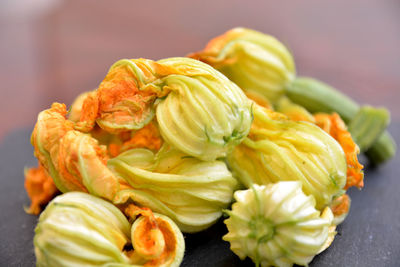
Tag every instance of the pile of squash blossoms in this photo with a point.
(165, 147)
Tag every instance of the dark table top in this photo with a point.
(51, 50)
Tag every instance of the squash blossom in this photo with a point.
(193, 193)
(198, 109)
(278, 149)
(190, 191)
(278, 225)
(257, 62)
(78, 229)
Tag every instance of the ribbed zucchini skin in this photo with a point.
(317, 96)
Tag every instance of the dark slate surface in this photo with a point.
(370, 236)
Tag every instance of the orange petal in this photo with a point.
(335, 126)
(40, 188)
(341, 205)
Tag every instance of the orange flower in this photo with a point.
(335, 126)
(40, 188)
(341, 205)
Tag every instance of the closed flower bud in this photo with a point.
(277, 225)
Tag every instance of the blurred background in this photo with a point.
(51, 50)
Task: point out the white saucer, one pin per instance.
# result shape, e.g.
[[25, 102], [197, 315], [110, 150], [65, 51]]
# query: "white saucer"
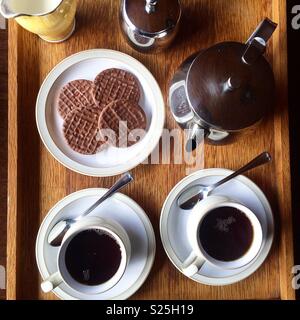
[[86, 65], [173, 223], [119, 208]]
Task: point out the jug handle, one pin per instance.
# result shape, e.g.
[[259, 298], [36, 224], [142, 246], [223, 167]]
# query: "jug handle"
[[256, 44], [195, 136]]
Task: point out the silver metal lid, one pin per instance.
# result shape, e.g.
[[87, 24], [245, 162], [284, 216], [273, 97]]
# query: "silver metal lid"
[[152, 17]]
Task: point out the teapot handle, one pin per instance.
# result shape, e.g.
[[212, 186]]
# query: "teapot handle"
[[256, 44]]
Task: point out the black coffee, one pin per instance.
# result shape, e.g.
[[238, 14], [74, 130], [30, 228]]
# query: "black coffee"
[[226, 234], [93, 257]]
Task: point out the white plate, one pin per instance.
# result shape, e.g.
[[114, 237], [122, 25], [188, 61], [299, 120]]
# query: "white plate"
[[86, 65], [119, 208], [173, 223]]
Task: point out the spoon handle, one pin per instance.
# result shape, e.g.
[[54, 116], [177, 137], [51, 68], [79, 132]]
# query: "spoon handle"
[[122, 182], [258, 161]]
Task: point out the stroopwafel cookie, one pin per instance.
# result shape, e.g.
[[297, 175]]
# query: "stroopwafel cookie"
[[81, 130], [75, 95], [115, 84], [118, 120]]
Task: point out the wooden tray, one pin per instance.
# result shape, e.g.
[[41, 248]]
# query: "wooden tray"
[[37, 181]]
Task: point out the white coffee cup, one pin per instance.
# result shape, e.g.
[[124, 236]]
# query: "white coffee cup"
[[111, 228], [199, 256]]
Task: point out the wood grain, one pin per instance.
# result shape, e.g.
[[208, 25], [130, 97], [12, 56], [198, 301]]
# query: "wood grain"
[[3, 149], [37, 181]]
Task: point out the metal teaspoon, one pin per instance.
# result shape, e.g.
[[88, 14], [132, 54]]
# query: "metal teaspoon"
[[189, 198], [57, 233]]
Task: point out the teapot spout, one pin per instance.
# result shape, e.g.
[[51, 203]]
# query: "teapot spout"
[[256, 44]]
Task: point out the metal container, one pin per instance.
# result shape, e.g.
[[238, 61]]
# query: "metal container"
[[224, 89], [150, 25]]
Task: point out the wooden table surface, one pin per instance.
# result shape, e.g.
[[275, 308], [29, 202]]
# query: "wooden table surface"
[[164, 279], [3, 148]]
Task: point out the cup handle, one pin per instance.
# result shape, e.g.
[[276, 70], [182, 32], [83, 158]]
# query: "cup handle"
[[192, 265], [52, 282]]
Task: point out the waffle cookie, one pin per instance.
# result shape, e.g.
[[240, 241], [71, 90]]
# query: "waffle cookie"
[[120, 118], [76, 94], [115, 84], [81, 130]]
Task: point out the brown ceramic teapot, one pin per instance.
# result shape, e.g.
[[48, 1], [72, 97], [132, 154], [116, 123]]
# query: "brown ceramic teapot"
[[224, 89]]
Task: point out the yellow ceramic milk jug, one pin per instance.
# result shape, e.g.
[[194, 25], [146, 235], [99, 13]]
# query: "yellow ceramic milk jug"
[[52, 20]]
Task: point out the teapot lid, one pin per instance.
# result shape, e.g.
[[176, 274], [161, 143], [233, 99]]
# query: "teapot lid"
[[152, 16], [230, 86]]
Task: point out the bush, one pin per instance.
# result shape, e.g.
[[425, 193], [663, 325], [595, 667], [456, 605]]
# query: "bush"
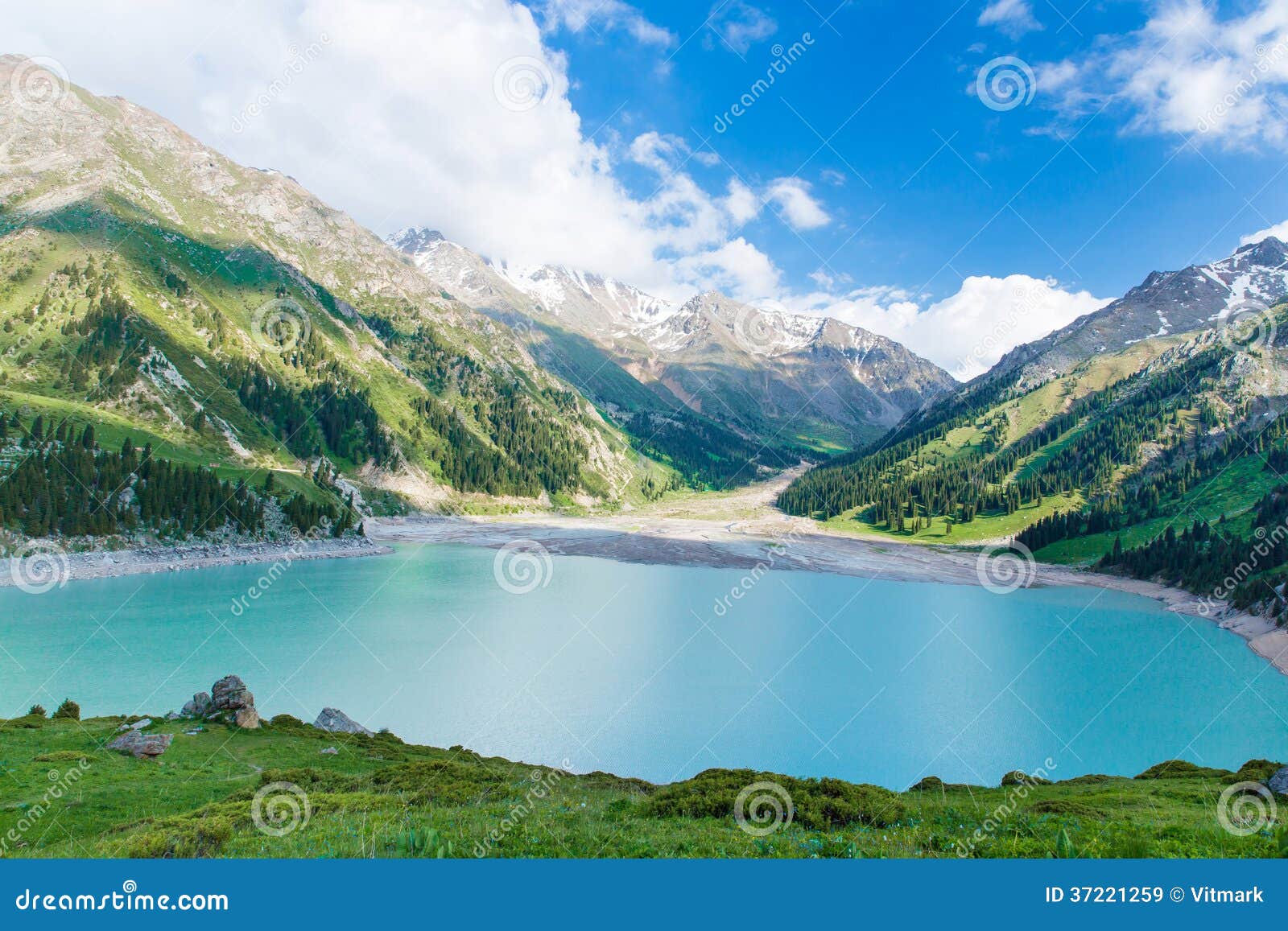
[[186, 838], [1183, 769], [61, 756], [819, 804], [446, 782], [1018, 777], [1256, 772]]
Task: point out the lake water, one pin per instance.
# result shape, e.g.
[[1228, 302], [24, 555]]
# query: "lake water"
[[660, 671]]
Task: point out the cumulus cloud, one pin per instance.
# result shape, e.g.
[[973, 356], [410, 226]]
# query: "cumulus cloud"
[[740, 25], [968, 332], [577, 16], [415, 113], [1188, 71], [481, 139], [799, 208], [1011, 17]]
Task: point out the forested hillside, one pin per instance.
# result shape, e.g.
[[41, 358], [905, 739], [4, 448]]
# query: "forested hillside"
[[159, 294], [1162, 461]]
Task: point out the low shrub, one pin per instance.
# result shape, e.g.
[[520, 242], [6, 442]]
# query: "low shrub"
[[61, 756], [182, 838], [819, 804], [1183, 769], [1257, 772], [1067, 806]]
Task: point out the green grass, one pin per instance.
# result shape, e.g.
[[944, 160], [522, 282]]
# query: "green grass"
[[1230, 493], [382, 797], [985, 527]]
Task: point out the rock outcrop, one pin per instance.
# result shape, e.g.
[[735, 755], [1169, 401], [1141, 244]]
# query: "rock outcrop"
[[199, 706], [141, 746], [335, 720], [229, 701], [1278, 783]]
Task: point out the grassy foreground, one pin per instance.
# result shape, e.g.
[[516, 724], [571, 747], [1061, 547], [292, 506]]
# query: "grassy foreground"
[[274, 792]]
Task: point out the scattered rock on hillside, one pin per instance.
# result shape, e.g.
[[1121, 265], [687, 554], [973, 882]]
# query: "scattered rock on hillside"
[[229, 701], [199, 706], [1279, 782], [335, 720], [141, 746]]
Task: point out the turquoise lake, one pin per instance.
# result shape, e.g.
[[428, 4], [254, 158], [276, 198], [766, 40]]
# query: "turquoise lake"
[[654, 671]]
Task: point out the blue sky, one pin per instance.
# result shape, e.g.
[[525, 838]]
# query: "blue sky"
[[961, 175]]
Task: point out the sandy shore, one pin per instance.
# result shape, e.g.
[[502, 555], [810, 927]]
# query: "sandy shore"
[[106, 564]]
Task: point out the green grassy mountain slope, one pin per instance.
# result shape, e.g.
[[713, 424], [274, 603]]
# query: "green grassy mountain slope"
[[154, 289], [221, 791], [1125, 450]]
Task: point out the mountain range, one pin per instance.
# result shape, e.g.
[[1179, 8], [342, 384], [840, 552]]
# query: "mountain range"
[[227, 319], [1195, 298], [760, 373]]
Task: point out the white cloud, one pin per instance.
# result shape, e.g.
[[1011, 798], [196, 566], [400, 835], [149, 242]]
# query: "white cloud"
[[736, 268], [740, 25], [577, 16], [1279, 231], [1011, 17], [1187, 72], [741, 203], [968, 332], [799, 208], [397, 137]]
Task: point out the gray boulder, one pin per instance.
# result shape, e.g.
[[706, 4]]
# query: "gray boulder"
[[141, 746], [199, 706], [231, 701], [1278, 783], [336, 721]]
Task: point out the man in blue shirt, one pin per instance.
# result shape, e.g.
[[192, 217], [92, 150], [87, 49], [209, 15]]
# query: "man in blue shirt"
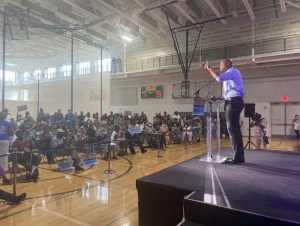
[[233, 93]]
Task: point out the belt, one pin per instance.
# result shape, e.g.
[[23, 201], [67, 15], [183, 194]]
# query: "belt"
[[233, 98]]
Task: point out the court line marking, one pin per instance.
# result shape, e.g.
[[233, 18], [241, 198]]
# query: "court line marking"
[[64, 217]]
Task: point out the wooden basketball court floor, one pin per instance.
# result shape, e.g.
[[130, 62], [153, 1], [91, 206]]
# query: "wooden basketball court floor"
[[92, 197]]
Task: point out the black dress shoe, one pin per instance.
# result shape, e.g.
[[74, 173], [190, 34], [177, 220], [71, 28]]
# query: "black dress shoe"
[[234, 161]]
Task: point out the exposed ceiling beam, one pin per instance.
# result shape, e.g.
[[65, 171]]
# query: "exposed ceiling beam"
[[184, 13], [249, 9], [153, 13], [214, 9], [125, 16]]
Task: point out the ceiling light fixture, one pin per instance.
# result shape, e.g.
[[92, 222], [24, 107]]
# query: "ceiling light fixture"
[[282, 6], [214, 9], [126, 38], [293, 4]]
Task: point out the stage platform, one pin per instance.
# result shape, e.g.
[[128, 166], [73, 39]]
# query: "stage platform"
[[266, 186]]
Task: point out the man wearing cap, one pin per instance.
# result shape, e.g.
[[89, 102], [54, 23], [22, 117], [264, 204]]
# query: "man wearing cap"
[[7, 115]]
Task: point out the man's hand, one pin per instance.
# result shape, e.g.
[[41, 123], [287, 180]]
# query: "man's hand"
[[207, 66]]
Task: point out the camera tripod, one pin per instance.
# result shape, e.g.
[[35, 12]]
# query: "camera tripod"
[[249, 142]]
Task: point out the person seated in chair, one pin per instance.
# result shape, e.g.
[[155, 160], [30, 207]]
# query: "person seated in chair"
[[176, 131], [60, 142], [260, 125], [154, 138], [133, 138], [118, 137], [25, 157]]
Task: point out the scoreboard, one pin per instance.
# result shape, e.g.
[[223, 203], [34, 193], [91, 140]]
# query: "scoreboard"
[[152, 92]]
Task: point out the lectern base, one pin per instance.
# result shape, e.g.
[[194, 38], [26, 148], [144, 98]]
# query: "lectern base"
[[213, 159]]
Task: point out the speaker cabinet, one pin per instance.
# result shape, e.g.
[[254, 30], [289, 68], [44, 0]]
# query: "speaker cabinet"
[[249, 110]]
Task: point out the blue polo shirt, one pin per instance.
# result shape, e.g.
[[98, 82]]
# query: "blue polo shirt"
[[232, 83], [5, 127]]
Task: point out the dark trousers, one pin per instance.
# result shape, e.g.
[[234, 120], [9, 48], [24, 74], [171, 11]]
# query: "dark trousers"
[[297, 134], [233, 110], [9, 197]]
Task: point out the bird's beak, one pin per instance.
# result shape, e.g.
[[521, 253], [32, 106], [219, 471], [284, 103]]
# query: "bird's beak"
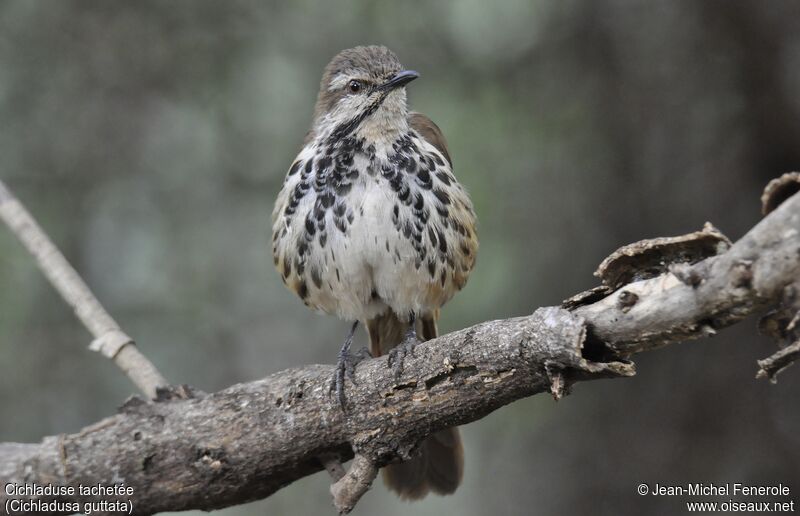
[[400, 79]]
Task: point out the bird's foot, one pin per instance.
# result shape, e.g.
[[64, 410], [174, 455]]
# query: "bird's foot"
[[346, 366], [397, 355]]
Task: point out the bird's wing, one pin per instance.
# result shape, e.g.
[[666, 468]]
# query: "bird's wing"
[[431, 132]]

■ **Action item**: Retype only the stretch of lines above starting at the one with "Task: point out the grassy" and stopping at the one with "[[1121, 265], [687, 554], [973, 882]]", exactly as written, with both kept.

■ **Answer to the problem**:
Task: point out the grassy foreground, one pin per instance.
# result shape, e.g.
[[516, 724], [571, 747], [1061, 547], [292, 506]]
# query: "grassy foreground"
[[274, 792]]
Task: point out the scattered rock on hillside, one pin per instance.
# result shape, e.g.
[[1121, 265], [687, 554], [973, 882]]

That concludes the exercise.